- _FRAGMENTO_:
Los mendicantes no se dejan arrastrar (sobre todo, al principio, los Dominicos) por un carismatismo turbio. Cultivan el método y la disciplina mental: la Teología, la Filosofía y Artes Liberales, y también (de modo particular los Franciscanos) la Ciencia experimental.

Los Mendicantes con todas sus exigencias de depuración en la vida de la Iglesia fueron abiertamente protegidos por los Papas. Baste un indicio bien revelador: San Francisco fue canonizado antes de los dos años después de su muerte; Santo Domingo, a los trece años después de la suya.
Tomás de Aquino nace cuando acaban de brotar las grandes Ordenes Mendicantes (año 12241225). La familia lo encauza hacia la gran abadía de Montecasino, con la pretensión de que un día llegue a ser Abad, que asegure lustre y poder para los suyos. El, a los veinte años, escoge, por pobre y estudiosa, la comunidad de los Dominicos. Estudia en Nápoles y Roma. A pesar del secuestro perpetrado por sus familiares, se enraiza como fraile mendicante, en el estudio, la castidad, la pobreza y la obediencia. (Más tarde, en su predicación y en su apostolado escolar, defenderá la proyección apostólica de los religiosos, contra el ataque de los seculares de la Universidad de París, según los cuales los religiosos deberían replegarse a vivir como monjes. Su apego a la vida religiosa hará que, al acercarse su muerte y verse acogido en casa de familiares nobles, prefiera ir a morir a un monasterio). Termina sus estudios en el Estudio General de Colonia, con San Alberto Magno. A los 26 años es sacerdote.
Obediente, comienza desde ese momento su entrega al estudio y la docencia teológica y filosófica: en Bolonia; en Santiago de París (dos períodos, de 7 y de 3 años, respectivamente); en Italia: 9 años con la Corte Pontificia itinerante, como Predicador y Teólogo del Papa; Profesor del Estudio General; autor y maestro de un Estudio General de su propia Orden en Santa Sabina de Roma. Termina su actividad científica y literaria en la Universidad de Nápoles, en 1273.
Han sido debidamente glosadas algunas cualidades del Santo, que aquí nos contentaremos con indicar:
La intensidad de su trabajo. Se ha calculado que durante veinte años escribió, como promedio anual, unas dos mil páginas en cuarto a dos columnas: lo que impresiona si se advierte que se trata de una redacción cuidada, arquitectónica, con un lenguaje «formal», apretado en densidad lógica, sin rellenos descriptivos ni sentimentales.

- _ACCIONES SOLICITADAS_:
#1 Transcribe el fragmento sobre Tomás de Aquino empezando en «Los Mendicantes con» y acabando en «de la suya.».
#2 Prosigue el fragmento sobre Tomás de Aquino a partir de su última oración.

- _INFORMACIÓN REGISTRADA_:

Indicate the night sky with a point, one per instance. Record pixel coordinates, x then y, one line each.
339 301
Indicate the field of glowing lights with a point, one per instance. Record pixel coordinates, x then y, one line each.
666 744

- _RESULTADOS POR TAREA_:
#1
Los Mendicantes con todas sus exigencias de depuración en la vida de la Iglesia fueron abiertamente protegidos por los Papas. Baste un indicio bien revelador: San Francisco fue canonizado antes de los dos años después de su muerte; Santo Domingo, a los trece años después de la suya.

#2
La fidelidad a la tradición, y la originalidad, actitudes ambas nacidas por igual del amor a la Verdad. Acoge todo el patrimonio cultural, lo depura y recrea en nueva síntesis: la veta platonizante de los Padres, sobre todos San Agustín; y Aristóteles redescubierto, sin caer en las deformaciones del averroismo parisiense. El protestante Seeberg ha dicho de él: «Este gran teólogo iba a la cabeza del progreso filosófico, siendo al mismo tiempo el más recio defensor de la tradición de la Iglesia». No fue un mero compilador o un artesano de una síntesis ecléctica; logró una síntesis superior, que transforma los materiales recibidos: de ahí, su profundidad y claridad. En las Escuelas locales de París y Oxford se reaccionó contra algunas tesis, contándolas entre los planteamientos de los aristotélicos heterodoxos. Pero el Papa estuvo con él: Juan XXII, que lo canonizó en 1323, lo alabó así: «Iluminó a la Iglesia más que todos los otros Doctores, y más se aprende en sus libros en un año que durante toda la vida en los libros de los demás».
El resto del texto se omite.